Instructions to follow: Reproduce verbatim the stretch of the records below from the line containing "# point at: blue" through the end of the records, and omit the pictures from your answer.
━━━━━━━━
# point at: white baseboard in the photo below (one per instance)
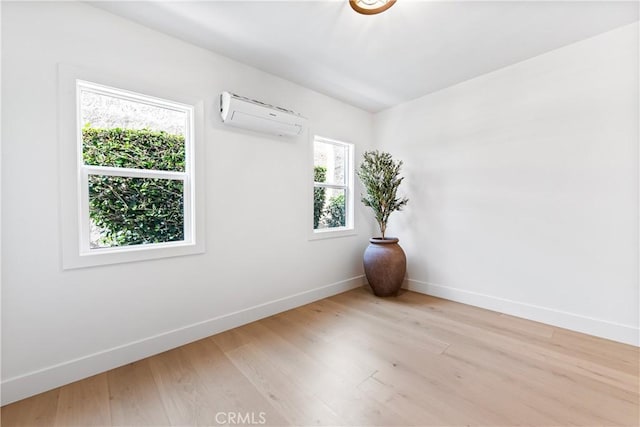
(601, 328)
(35, 382)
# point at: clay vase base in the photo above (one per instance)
(385, 266)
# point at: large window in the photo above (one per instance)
(332, 187)
(134, 169)
(128, 183)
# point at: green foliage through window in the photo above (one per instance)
(319, 175)
(127, 210)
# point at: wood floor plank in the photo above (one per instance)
(134, 396)
(84, 403)
(299, 406)
(339, 392)
(228, 389)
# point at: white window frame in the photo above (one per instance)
(349, 229)
(74, 174)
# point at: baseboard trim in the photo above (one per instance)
(26, 385)
(601, 328)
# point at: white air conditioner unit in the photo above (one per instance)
(246, 113)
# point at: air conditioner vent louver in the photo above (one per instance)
(242, 112)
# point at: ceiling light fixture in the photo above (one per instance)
(371, 7)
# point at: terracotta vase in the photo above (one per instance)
(385, 265)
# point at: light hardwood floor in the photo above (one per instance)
(357, 360)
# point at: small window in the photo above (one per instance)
(332, 187)
(135, 170)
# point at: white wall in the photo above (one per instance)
(524, 187)
(58, 326)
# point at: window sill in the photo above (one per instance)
(135, 253)
(332, 233)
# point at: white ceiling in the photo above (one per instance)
(374, 62)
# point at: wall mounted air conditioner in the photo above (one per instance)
(246, 113)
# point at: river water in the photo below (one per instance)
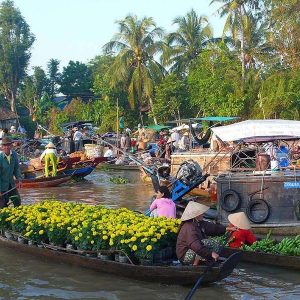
(27, 277)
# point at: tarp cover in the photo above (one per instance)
(262, 129)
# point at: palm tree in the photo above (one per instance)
(236, 22)
(136, 44)
(193, 34)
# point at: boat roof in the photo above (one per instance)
(259, 130)
(212, 119)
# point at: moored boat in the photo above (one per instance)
(42, 182)
(181, 275)
(262, 258)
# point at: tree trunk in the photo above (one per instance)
(12, 101)
(151, 105)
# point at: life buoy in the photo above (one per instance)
(263, 208)
(230, 200)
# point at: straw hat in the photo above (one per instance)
(6, 141)
(50, 145)
(193, 210)
(239, 220)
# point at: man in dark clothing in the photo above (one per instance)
(189, 247)
(9, 167)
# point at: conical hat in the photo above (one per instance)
(239, 220)
(50, 145)
(193, 210)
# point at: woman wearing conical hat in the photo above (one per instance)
(240, 230)
(51, 158)
(190, 247)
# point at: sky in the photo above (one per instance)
(77, 29)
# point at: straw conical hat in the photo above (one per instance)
(193, 210)
(6, 141)
(239, 220)
(50, 145)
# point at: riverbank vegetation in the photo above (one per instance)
(251, 71)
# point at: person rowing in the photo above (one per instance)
(190, 246)
(240, 231)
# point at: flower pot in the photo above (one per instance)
(21, 240)
(146, 262)
(8, 235)
(123, 259)
(105, 257)
(69, 247)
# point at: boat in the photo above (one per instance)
(120, 167)
(42, 182)
(79, 172)
(265, 184)
(82, 168)
(284, 261)
(180, 275)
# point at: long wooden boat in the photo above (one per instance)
(79, 172)
(120, 167)
(290, 262)
(42, 182)
(180, 275)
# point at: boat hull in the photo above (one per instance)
(284, 261)
(42, 182)
(163, 274)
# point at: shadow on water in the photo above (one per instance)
(27, 277)
(98, 189)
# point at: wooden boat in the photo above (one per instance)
(186, 275)
(290, 262)
(42, 182)
(120, 167)
(79, 172)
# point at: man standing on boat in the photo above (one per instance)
(9, 168)
(51, 157)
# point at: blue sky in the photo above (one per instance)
(77, 29)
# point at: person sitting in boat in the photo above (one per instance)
(109, 153)
(51, 157)
(190, 246)
(163, 206)
(240, 230)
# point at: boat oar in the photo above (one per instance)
(200, 279)
(8, 191)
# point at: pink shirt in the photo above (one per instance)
(165, 207)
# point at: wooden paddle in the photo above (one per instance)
(209, 267)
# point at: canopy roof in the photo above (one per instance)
(157, 127)
(258, 130)
(213, 119)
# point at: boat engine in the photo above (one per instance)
(189, 176)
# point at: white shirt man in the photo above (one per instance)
(175, 137)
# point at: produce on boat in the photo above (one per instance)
(76, 233)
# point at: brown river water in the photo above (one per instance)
(27, 277)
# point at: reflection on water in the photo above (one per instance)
(27, 277)
(97, 189)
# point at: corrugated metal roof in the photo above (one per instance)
(6, 114)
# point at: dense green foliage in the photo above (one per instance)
(252, 71)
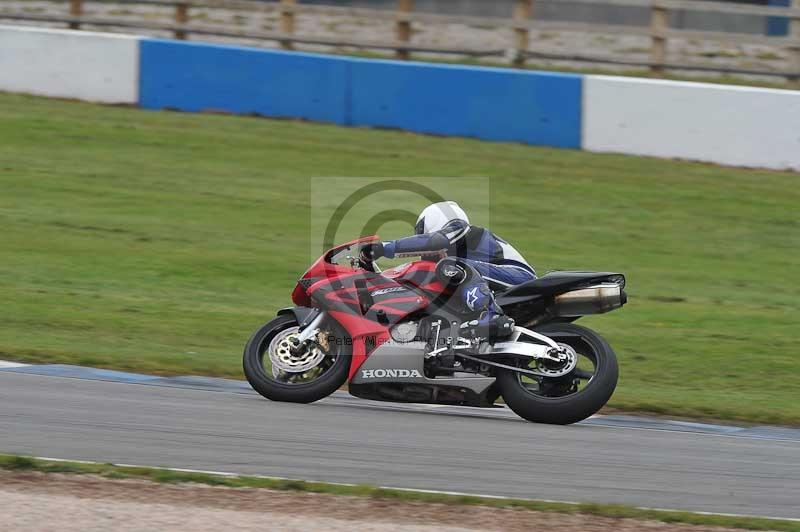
━━━━━━━━
Exercise solution:
# point at: blue sky in the photo above (one per instance)
(77, 29)
# point at: person sitting in boat in the photo above (one per instance)
(109, 153)
(51, 157)
(190, 246)
(163, 206)
(240, 230)
# point at: boat oar in the photo above (one per instance)
(200, 279)
(8, 191)
# point at: pink shirt in the photo above (one per instance)
(165, 207)
# point at: wooden paddle in the photo above (one per instance)
(209, 267)
# point at: canopy roof in the photo above (one per instance)
(157, 127)
(258, 130)
(213, 119)
# point at: boat engine in the photo above (one per instance)
(189, 176)
# point at: white shirt man in the photo above (one per instance)
(175, 137)
# point at: produce on boat in the photo above (one per instance)
(76, 233)
# point at: brown river water in the photo above (one per instance)
(27, 277)
# point at: reflection on water in the photo above (one per instance)
(27, 277)
(97, 189)
# point at: corrugated metal roof in the photo above (one per instance)
(6, 114)
# point at: dense green foliage in the photo above (one per instance)
(252, 71)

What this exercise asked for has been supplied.